*** Opening of Input for this task ***

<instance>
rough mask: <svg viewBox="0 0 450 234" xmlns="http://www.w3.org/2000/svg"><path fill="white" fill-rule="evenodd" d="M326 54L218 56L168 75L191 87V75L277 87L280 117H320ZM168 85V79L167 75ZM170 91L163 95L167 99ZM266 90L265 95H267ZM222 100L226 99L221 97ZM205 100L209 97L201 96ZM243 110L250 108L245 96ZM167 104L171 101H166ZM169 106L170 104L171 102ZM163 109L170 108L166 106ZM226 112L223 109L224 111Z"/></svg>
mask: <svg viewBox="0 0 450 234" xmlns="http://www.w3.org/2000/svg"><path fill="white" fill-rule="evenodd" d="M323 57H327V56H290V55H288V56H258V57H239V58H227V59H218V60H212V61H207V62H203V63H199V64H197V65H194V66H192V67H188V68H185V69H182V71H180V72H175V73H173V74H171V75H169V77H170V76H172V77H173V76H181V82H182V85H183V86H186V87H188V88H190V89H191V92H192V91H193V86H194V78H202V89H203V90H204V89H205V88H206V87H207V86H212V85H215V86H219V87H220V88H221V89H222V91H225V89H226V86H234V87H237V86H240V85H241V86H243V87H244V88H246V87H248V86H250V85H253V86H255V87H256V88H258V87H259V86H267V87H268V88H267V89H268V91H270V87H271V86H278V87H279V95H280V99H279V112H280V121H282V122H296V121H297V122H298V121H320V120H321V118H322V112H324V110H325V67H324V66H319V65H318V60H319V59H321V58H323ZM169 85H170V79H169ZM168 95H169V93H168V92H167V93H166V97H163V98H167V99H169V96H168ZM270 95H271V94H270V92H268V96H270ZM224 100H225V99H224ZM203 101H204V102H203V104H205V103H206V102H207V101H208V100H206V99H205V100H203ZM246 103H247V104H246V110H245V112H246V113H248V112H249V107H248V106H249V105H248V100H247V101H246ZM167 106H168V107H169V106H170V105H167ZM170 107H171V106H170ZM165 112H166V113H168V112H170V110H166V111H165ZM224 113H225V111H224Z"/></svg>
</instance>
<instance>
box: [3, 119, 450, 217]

*** Close of Input for this task ***

▶ **Required work**:
Can you recast the rows, from the first line through the line holding "rough mask: <svg" (both included), as a Markdown table with a Number column and a Line column, leaving out any blank lines?

▶ **Response area**:
| Number | Line |
|---|---|
| 1 | <instance> |
| 2 | rough mask: <svg viewBox="0 0 450 234" xmlns="http://www.w3.org/2000/svg"><path fill="white" fill-rule="evenodd" d="M326 54L218 56L168 75L191 87V75L277 87L280 117H320ZM168 85V79L167 75ZM170 91L163 95L167 99ZM266 90L265 95H267ZM222 100L226 99L221 97ZM205 100L209 97L201 96ZM243 110L250 108L245 96ZM167 104L171 101H166ZM169 106L170 104L171 102ZM163 109L170 108L166 106ZM226 112L223 109L224 111Z"/></svg> |